• **Position identification listing**:
──────

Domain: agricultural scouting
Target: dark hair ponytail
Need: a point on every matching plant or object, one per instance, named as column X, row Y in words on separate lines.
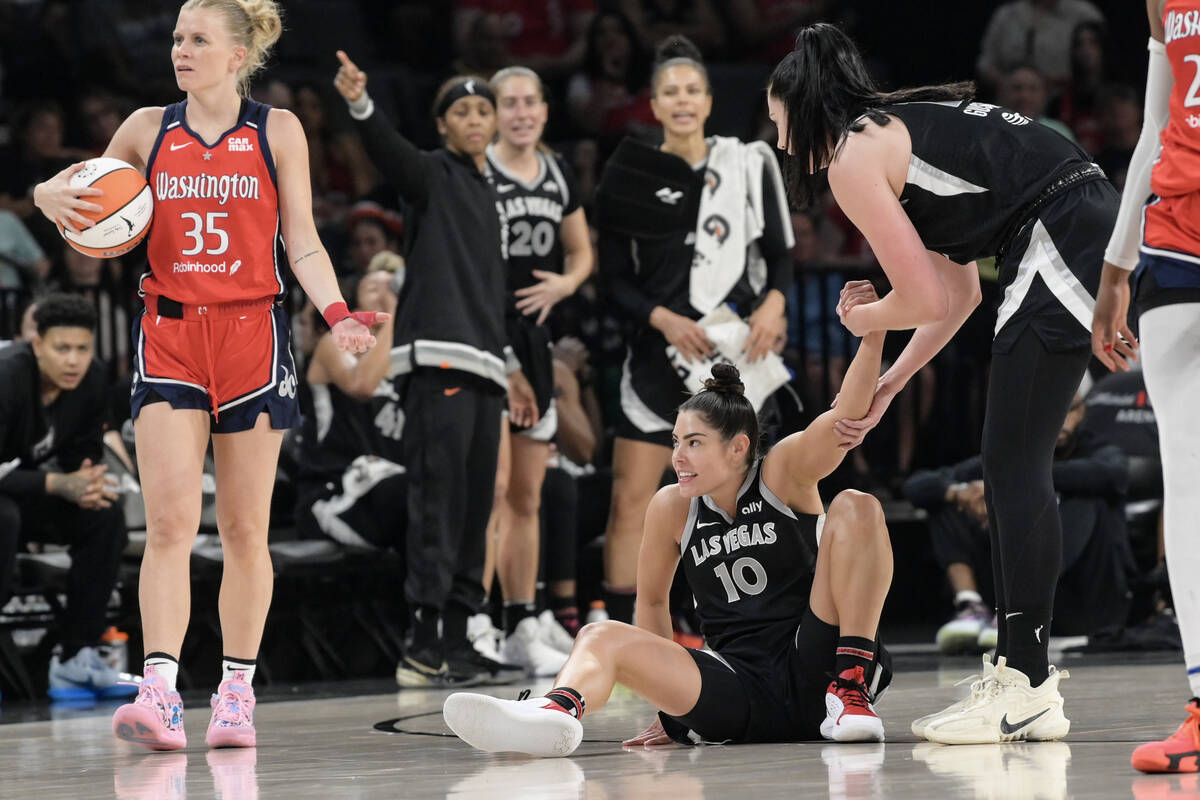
column 724, row 405
column 826, row 89
column 675, row 50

──────

• **BRIEF**:
Extract every line of the listing above verbatim, omitting the picture.

• **RESPONSE TO THE EXERCISE**:
Domain: agricultural scouting
Target: dark hair ponytail
Need: a point on every matching plant or object, one per instance, named as column X, row Y in words on separate lines.
column 724, row 405
column 826, row 89
column 675, row 50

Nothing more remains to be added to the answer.